Ada orang yang bersedia meluangkan waktu untuk menemani anak-anak ini membaca, atau bergerak berkeliling membagi bacaan. Jumlah mereka memang belum banyak, tapi kehadiran dan kerja mereka itu nyata. Mereka muncul di berbagai penjuru, dan tak jarang mereka bekerja secara mandiri, dengan modal sendiri. Latar belakang mereka pun beraneka ragam. Ada ibu rumah tangga, tukang tambal ban, perawat kuda, bakul jamu, pedagang tahu, penjual kue, atlit yang menganggur, mantan jurnalis, seniman yang pulang kampung, guru di daerah terpencil, dll. Mereka bergerak membangun budaya baca tulis dengan menggunakan sepeda, kuda, becak, motor, bendi, perahu, atau bahkan kaki mereka sendiri. Sebagian besar dari mereka ini tak punya penghasilan tetap, tapi mereka bersedia menyumbangkan tenaga untuk mengurangi rasa lapar anak-anak pada bacaan yang baik.
~Nirwan Arsuka
PARADIGMA, EDUNEWS.ID – Kutipan di atas, saya nukilkan dari postingan catatan Nirwan Arsuka di facebook, pada group Pustaka Bergerak Indonesia. Tulisan itu mengabarkan kepada publik di dunia maya, akan upaya mulia dari para relawan di berbagai penjuru mata angin negeri ini, guna mendorong semangat baca tulis, membangun tradisi literasi, agar budaya literasi mewujud, di daerah yang amat terpencil sekalipun. Gegara warta ini, mengingatkan saya pada sosok Dauzan Farook, yang sudah kembali pada keabadian. Pun, ia tetap mengabadi di dunia, karena telah mencatatkan dirinya selaku pejuang literasi.
Tetiba saja, lipatan ingatan saya benderang, terbuka pada lapisan peristiwa, seputar tahun 1992 –persisnya saya lupa– ketika bertandang ke Yogyakarta, guna mengikuti Advance Training, yang diselenggarakan oleh PB HMI-MPO. Tatkala saya menginap di sekretariat HMI-MPO Cabang Yogyakarta, yang bermarkas di Karangkajen, setidaknya, dua kali saya bersua dengan seorang yang mulai dimakan usia. Belakangan, saya tahulah kemudian, lelaki kelahiran Kampung Kauman Yogyakarta, tahun 1925, namanya Mbah Dauzan Farook.
Dalam persuaan itu, ia datang dengan bersepeda ke sekretariat, untuk mengambil beberapa majalah-buku yang dipinjamkannya, lalu menggantinya lagi. Saya sempat berbincang sekadarnya, dan dari situlah saya kemudian tahu, bahwa ia seorang pustakawan mandiri, serupa pejuang literasi. Tidak banyak yang saya bincangkan, namun yang terpahat kuat pada sudut hati saya, dan teringat hingga kini, bahwa perpustakaan mandirinya bernama MABULIR. Saya pun menanyakan maksud dari nama itu, lalu dijawabnya sebagai singkatan dari: Majalah dan Buku Bergilir.

-*-

_Soal A_
Tentukan apakah setiap pernyataan berikut sesuai dengan teks tentang Mbah Dauzan Farook, dengan jawaban ya atau tidak beserta kutipan persis dari teks yang menjadi penentunya: (i) Dauzan Farook lahir di Kampung Kauman Yogyakarta pada tahun 1925. (ii) Dauzan Farook datang ke sekretariat dengan mengendarai sepeda motor. (iii) Penulis ingat dengan pasti tahun kunjungannya ke Yogyakarta.
_Soal B_
Lanjutkan teks tentang Mbah Dauzan Farook mulai dari kalimat terakhirnya.

-*-

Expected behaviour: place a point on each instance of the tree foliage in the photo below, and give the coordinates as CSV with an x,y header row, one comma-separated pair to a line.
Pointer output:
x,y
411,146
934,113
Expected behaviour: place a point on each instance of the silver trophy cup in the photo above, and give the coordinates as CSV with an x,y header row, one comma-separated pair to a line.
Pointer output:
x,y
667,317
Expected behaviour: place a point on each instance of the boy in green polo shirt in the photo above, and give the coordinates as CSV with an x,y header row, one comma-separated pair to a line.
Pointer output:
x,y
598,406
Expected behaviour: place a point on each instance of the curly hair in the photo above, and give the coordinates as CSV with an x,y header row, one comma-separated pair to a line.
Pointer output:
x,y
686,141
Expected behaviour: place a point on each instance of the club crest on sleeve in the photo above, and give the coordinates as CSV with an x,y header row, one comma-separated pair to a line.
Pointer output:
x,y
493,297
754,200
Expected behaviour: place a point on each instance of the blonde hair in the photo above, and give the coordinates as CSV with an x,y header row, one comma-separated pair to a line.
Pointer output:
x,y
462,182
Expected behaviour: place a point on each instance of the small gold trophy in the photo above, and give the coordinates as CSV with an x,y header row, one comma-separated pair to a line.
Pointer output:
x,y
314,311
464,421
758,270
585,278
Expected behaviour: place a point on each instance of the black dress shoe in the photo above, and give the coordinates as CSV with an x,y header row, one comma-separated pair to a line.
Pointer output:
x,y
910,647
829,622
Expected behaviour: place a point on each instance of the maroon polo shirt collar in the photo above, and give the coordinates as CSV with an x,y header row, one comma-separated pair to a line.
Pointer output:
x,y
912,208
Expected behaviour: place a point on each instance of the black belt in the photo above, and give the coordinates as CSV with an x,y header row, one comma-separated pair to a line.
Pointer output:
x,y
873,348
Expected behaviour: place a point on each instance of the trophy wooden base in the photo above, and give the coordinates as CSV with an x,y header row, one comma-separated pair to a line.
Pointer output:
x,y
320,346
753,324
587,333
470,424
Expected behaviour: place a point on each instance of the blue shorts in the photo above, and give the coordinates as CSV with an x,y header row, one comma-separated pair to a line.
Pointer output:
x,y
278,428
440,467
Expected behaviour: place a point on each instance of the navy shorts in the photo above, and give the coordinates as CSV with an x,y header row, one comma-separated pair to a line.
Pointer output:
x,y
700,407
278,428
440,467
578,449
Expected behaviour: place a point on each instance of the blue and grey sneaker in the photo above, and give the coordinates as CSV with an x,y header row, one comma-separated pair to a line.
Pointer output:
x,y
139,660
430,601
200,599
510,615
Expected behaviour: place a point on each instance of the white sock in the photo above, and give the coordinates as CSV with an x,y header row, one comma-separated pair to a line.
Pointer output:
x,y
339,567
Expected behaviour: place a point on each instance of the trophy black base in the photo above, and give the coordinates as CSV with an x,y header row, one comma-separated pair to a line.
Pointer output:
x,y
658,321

-*-

_Hasil akhir A_
(i) Ya: "lelaki kelahiran Kampung Kauman Yogyakarta, tahun 1925"
(ii) Tidak: "ia datang dengan bersepeda ke sekretariat"
(iii) Tidak: "seputar tahun 1992 –persisnya saya lupa–"

_Hasil akhir B_
Ingatan saya menghangat kembali, kala membaca harian Kompas, Agustus 2004, yang mengulas sosok Mbah Dauzan Farook. Dengan judul tulisan, “Buku Gratis untuk Semua”, terdedahkan sajian ulasan, bahwa setiap hari sejak bangun tidur, lelaki tua berkacamata tebal itu membaca buku, merapikan dan memperbaiki sampul sebagian buku-bukunya yang mulai rusak. Sore hari dia berkeliling Yogyakarta dengan bersepeda atau naik bus kota untuk mengedarkan aneka macam buku.
Lebih jauh Kompas mengulas, dia mendatangi kelompok-kelompok bermain anak, siswa-siswa di sekolah, remaja masjid, pemuda karang taruna, kelompok pengajian, tukang becak yang tengah mangkal, bahkan para ibu pedagang di pasar-pasar untuk dipinjaminya buku secara gratis. Lelaki itu adalah Mbah Dauzan Farook (79), warga Kampung Kauman, Yogyakarta –”Mbah” artinya kakek. Dialah pemilik Perpustakaan Mabulir, singkatan dari majalah dan buku bergilir, yaitu perpustakaan yang didirikannya, dikelolanya, dan didanainya sendiri.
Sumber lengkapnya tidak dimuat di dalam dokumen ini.